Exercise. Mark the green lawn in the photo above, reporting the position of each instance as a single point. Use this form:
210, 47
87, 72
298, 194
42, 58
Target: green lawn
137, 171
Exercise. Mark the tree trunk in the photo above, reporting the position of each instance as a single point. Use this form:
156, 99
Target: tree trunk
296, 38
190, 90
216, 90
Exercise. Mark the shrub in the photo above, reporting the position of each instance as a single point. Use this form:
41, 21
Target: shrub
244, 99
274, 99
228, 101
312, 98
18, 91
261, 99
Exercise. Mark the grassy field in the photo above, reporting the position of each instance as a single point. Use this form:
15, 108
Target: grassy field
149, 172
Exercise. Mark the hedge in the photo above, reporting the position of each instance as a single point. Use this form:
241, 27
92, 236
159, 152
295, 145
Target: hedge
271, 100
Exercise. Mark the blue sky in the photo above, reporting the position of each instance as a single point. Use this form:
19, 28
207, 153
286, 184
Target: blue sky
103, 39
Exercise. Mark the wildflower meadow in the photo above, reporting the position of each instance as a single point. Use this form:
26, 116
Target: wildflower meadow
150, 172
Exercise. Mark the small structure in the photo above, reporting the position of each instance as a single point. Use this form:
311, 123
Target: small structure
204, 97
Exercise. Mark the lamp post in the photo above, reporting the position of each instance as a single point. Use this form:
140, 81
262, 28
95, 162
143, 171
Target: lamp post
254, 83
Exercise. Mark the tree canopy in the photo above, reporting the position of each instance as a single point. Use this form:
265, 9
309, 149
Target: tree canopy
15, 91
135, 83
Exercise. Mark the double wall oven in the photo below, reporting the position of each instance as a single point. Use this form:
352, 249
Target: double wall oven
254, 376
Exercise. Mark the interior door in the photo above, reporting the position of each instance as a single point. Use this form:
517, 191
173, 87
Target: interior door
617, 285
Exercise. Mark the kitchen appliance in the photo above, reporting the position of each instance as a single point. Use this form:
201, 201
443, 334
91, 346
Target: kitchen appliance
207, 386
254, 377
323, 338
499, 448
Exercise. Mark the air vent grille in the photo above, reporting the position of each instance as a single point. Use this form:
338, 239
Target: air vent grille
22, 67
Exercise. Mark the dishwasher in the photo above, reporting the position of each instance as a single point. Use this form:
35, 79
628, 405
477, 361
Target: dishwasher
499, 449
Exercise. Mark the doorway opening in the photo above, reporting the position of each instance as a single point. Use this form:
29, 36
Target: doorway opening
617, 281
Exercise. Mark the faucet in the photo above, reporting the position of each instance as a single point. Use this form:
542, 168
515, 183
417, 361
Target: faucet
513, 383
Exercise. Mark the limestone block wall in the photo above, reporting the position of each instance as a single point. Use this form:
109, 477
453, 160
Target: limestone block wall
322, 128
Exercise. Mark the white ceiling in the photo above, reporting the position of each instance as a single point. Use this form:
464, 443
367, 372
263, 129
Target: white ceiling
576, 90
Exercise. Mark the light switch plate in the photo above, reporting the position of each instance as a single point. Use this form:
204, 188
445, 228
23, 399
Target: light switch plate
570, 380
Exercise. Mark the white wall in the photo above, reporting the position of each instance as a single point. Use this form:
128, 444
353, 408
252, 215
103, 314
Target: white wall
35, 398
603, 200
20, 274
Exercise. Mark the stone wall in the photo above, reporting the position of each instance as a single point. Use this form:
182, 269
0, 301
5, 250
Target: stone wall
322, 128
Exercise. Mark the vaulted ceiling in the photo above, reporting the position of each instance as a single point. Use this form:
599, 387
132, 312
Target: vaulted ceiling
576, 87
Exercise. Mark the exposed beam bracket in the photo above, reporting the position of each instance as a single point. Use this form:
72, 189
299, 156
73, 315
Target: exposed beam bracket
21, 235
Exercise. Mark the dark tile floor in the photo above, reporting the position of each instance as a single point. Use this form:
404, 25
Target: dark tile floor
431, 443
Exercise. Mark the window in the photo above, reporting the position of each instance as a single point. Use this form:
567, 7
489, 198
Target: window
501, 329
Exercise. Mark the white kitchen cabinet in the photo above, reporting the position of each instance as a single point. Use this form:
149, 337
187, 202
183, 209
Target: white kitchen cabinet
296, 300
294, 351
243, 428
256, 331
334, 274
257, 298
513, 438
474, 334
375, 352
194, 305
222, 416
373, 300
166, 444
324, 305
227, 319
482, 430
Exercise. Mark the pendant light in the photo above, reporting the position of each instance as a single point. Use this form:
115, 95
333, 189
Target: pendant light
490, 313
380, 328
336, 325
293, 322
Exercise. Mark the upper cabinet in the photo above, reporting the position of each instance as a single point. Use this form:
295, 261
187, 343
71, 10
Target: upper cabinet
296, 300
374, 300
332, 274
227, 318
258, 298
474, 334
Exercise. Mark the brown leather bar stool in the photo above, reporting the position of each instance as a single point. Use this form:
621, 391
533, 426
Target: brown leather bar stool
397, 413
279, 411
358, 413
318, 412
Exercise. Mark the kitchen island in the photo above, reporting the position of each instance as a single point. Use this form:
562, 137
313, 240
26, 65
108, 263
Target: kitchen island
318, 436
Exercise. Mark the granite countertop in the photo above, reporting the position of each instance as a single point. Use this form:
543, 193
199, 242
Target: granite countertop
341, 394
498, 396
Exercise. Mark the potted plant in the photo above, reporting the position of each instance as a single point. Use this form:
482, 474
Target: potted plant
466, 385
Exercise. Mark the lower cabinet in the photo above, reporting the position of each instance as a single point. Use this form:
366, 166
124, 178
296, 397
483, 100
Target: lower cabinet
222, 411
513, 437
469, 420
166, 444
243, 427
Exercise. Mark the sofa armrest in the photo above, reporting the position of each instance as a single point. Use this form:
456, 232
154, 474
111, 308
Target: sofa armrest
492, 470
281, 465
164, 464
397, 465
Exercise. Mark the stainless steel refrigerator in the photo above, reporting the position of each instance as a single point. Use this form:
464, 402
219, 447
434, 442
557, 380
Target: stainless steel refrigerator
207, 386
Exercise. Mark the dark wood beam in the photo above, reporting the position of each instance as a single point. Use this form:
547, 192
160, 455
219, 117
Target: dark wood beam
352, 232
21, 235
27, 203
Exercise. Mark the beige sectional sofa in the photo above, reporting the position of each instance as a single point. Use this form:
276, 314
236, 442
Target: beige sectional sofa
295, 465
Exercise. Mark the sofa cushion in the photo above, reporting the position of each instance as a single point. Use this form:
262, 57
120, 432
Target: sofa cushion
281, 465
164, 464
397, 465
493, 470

*-*-*

Exercise instructions:
Transcribe exactly the line containing "Exercise. Mark the sofa armrest" and all remaining lines of the material, ending with the last one.

Expected output:
Exercise. Mark the sofa armrest in the photo above, reporting the position of each instance as a single point. Use this form:
456, 232
154, 474
111, 308
Target: sofa armrest
492, 470
281, 465
164, 464
397, 465
Exercise. Mark the stainless steel refrigerator in the photo above, reporting the position of each instance as a single point. Use this form:
464, 402
219, 447
434, 442
557, 380
Target: stainless steel refrigerator
207, 386
Exercise. Mark the dark wood beam in the photo above, reporting the position of each instance as a single point. Use this form:
547, 192
160, 455
219, 117
Target: dark wood beam
352, 232
21, 235
27, 203
Exercise. Mark the beige sectional sofa in the photo above, reporting the position of each instance as a single point. Use this form:
276, 314
236, 442
Target: beige sectional sofa
295, 465
Exercise. Mark the sofa cushion in the photo above, reporting the position of each instance as a single point. Use this form:
262, 57
120, 432
Target: sofa cushion
281, 465
164, 464
397, 465
493, 470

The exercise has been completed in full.